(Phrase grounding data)
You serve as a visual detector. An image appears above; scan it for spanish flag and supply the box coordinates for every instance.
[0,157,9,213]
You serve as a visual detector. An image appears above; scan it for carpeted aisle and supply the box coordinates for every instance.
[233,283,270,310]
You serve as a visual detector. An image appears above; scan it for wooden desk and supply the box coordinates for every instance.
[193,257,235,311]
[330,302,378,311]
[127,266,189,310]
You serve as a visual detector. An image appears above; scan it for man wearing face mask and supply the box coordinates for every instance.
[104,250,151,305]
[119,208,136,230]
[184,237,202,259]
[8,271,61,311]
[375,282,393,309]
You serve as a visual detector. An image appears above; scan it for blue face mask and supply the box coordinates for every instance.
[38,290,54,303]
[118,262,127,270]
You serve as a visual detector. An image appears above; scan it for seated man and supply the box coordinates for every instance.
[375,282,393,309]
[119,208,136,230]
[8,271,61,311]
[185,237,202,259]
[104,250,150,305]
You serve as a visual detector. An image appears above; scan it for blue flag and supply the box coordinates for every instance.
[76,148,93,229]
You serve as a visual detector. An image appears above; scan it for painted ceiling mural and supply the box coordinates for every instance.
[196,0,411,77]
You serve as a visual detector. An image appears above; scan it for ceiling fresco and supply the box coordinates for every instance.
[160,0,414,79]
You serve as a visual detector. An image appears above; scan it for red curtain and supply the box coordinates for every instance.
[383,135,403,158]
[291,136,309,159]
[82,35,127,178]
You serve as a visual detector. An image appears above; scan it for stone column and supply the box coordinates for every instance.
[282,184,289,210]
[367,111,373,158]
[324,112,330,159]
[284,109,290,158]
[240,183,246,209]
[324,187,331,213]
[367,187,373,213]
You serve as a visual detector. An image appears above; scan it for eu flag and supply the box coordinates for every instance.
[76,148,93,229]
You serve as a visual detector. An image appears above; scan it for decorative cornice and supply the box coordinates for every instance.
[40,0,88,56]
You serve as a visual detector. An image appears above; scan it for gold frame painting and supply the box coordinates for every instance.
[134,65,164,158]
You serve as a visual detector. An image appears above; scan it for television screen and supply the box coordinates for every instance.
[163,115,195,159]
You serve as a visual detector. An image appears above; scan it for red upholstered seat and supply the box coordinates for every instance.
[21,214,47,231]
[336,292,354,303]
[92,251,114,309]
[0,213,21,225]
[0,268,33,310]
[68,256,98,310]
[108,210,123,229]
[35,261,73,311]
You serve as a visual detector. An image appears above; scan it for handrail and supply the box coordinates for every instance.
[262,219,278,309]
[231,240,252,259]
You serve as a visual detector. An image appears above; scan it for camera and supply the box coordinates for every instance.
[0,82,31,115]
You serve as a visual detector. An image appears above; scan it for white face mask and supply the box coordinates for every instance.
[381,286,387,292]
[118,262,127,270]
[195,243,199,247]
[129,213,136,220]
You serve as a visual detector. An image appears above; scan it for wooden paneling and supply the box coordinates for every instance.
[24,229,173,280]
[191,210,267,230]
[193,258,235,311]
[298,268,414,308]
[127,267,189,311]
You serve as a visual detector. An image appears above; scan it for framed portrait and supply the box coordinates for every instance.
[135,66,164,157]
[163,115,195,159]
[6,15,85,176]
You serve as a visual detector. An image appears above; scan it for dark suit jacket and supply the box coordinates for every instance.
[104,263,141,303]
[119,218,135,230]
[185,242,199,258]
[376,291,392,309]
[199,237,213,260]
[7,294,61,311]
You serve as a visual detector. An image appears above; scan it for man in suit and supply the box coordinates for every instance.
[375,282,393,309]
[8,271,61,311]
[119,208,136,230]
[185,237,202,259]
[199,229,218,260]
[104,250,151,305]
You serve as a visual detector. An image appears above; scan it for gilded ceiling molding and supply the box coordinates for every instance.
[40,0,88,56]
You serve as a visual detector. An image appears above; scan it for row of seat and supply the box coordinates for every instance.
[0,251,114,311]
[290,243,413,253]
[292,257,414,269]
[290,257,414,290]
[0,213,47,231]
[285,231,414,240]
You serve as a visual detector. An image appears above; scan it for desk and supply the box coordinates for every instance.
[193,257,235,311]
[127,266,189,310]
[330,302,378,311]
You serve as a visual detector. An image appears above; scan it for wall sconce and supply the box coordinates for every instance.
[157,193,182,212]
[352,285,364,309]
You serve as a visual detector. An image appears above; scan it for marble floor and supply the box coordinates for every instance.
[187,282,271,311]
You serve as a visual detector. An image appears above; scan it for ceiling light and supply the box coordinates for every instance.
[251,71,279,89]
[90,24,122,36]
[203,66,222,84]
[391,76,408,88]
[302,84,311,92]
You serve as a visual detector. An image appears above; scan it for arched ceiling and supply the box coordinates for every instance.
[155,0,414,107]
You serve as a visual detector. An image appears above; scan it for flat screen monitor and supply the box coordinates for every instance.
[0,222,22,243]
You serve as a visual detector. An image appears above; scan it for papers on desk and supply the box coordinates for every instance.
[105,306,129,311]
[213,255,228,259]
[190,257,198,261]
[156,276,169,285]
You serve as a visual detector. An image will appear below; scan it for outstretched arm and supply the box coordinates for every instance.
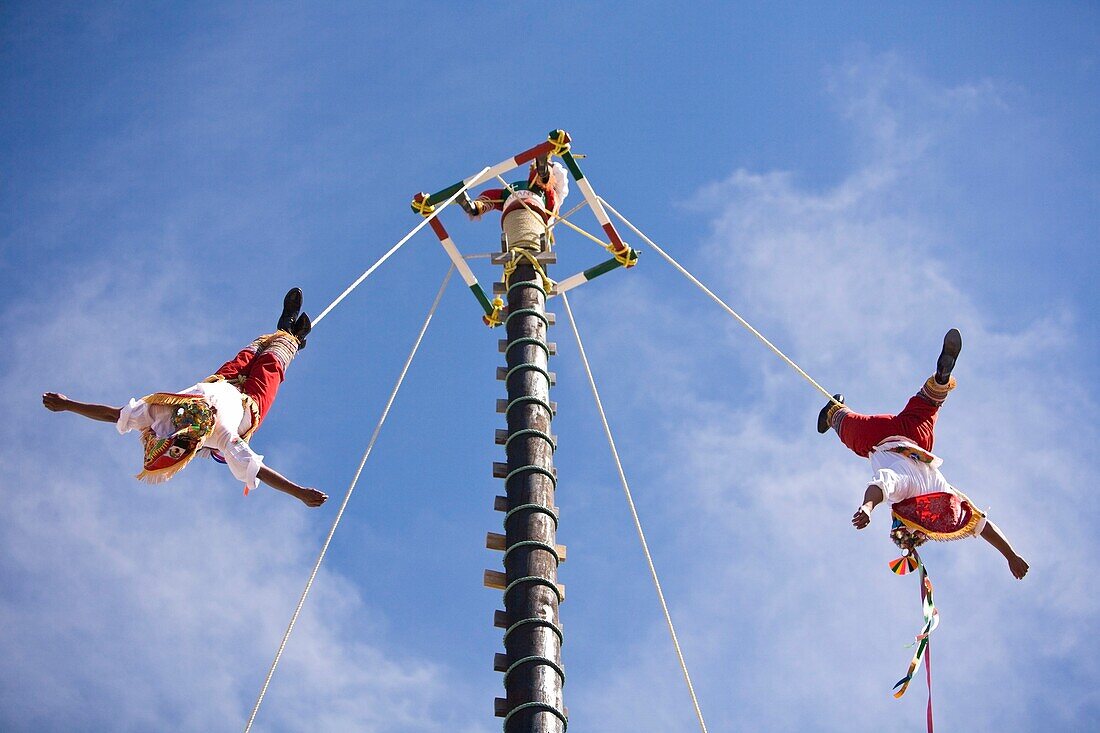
[980,520,1029,579]
[256,465,327,508]
[42,392,121,423]
[852,484,885,529]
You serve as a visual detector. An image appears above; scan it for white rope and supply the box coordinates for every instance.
[312,167,490,326]
[598,197,842,409]
[243,266,454,733]
[561,292,709,733]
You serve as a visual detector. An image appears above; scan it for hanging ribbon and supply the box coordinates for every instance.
[891,550,938,733]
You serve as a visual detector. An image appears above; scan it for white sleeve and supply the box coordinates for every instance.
[871,467,915,504]
[551,161,569,202]
[219,432,265,492]
[116,398,152,435]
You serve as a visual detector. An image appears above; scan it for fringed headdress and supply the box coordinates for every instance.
[136,393,216,484]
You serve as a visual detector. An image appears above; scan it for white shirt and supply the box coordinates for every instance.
[868,437,987,534]
[503,161,570,212]
[116,380,265,490]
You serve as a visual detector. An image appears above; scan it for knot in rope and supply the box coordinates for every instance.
[483,296,506,328]
[503,247,555,295]
[612,245,640,268]
[547,129,571,156]
[410,192,435,217]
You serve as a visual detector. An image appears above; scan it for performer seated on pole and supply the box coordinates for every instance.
[817,329,1028,579]
[458,154,569,227]
[42,288,328,508]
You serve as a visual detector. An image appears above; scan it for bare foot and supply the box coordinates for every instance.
[43,392,71,412]
[852,506,871,530]
[1009,555,1029,580]
[297,488,328,508]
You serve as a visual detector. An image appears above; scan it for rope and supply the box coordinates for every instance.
[598,197,843,410]
[561,292,709,733]
[310,167,489,327]
[242,266,454,733]
[503,701,568,730]
[504,362,553,387]
[504,575,564,603]
[502,540,561,565]
[503,654,566,687]
[504,503,559,529]
[503,616,563,646]
[548,200,590,232]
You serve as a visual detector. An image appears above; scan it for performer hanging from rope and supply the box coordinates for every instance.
[42,288,328,508]
[817,328,1028,579]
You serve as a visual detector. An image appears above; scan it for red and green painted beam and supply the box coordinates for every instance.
[552,249,639,297]
[415,212,498,322]
[412,130,573,213]
[557,149,636,267]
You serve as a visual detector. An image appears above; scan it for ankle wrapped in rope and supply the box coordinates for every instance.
[919,375,956,405]
[829,404,850,434]
[260,331,300,371]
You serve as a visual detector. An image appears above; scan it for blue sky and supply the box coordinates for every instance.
[2,2,1098,731]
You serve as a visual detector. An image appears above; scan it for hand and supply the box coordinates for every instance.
[43,392,70,412]
[298,487,328,508]
[1008,555,1029,580]
[851,505,872,530]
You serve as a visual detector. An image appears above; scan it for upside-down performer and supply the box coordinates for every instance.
[818,328,1028,578]
[817,328,1027,711]
[42,288,327,508]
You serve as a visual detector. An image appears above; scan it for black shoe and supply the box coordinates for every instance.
[817,393,845,434]
[457,190,477,216]
[534,154,550,184]
[278,288,303,333]
[292,312,311,349]
[935,328,962,385]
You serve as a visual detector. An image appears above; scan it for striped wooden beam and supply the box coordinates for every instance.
[559,150,636,266]
[409,211,497,318]
[424,130,570,207]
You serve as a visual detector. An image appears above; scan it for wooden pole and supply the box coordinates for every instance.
[491,221,566,731]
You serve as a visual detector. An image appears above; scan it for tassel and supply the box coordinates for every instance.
[889,555,919,575]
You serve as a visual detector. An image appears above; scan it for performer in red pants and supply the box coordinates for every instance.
[818,329,1028,578]
[42,289,327,508]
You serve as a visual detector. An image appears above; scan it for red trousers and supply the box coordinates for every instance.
[837,394,940,458]
[214,344,286,430]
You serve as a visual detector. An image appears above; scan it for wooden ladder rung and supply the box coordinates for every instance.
[486,532,567,562]
[494,609,510,628]
[490,251,557,266]
[483,570,565,601]
[493,496,561,515]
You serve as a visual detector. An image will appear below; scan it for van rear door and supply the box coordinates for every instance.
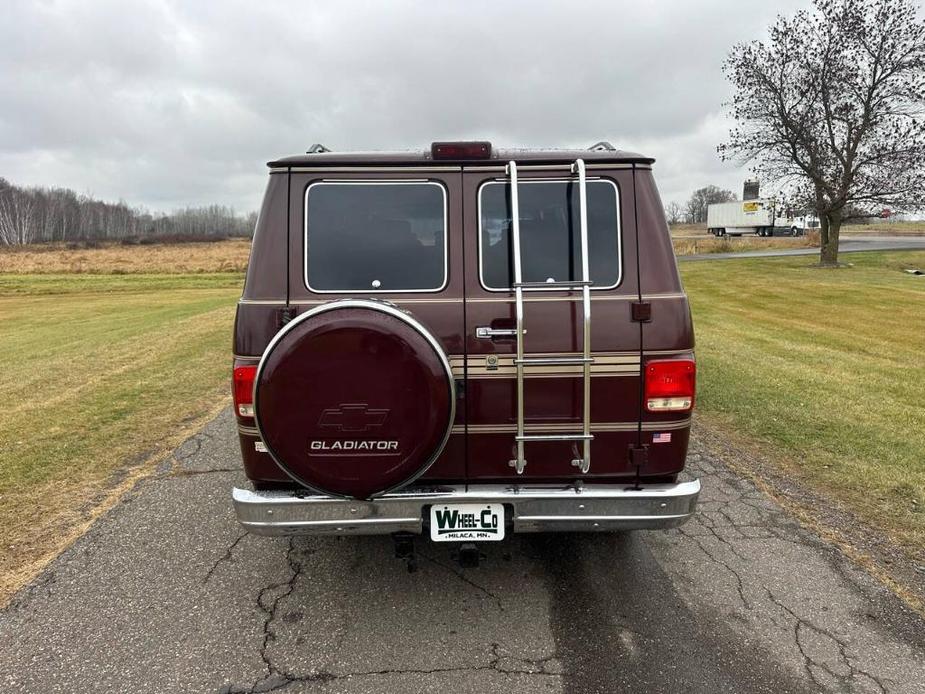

*REQUIRED ACTION:* Each line from the one containing "for red trousers" through the final line of the data must be reproduced exactly, both ends included, with no pictures in the copy.

*EXERCISE RESPONSE:*
You serve as a visual detector. An image appears above; scan it for red trousers and supply the box coordinates for every instance.
[837,394,940,458]
[214,344,286,430]
You serve as a visual detector. An image appears above; scan it for wooden ladder rung and supply the box coordinates for every instance.
[486,532,567,562]
[494,609,510,628]
[490,251,557,266]
[483,570,565,601]
[493,496,561,515]
You serve as a visual detector. An image will appear below; scan it for van rear door and supply the box coordinates for every instance.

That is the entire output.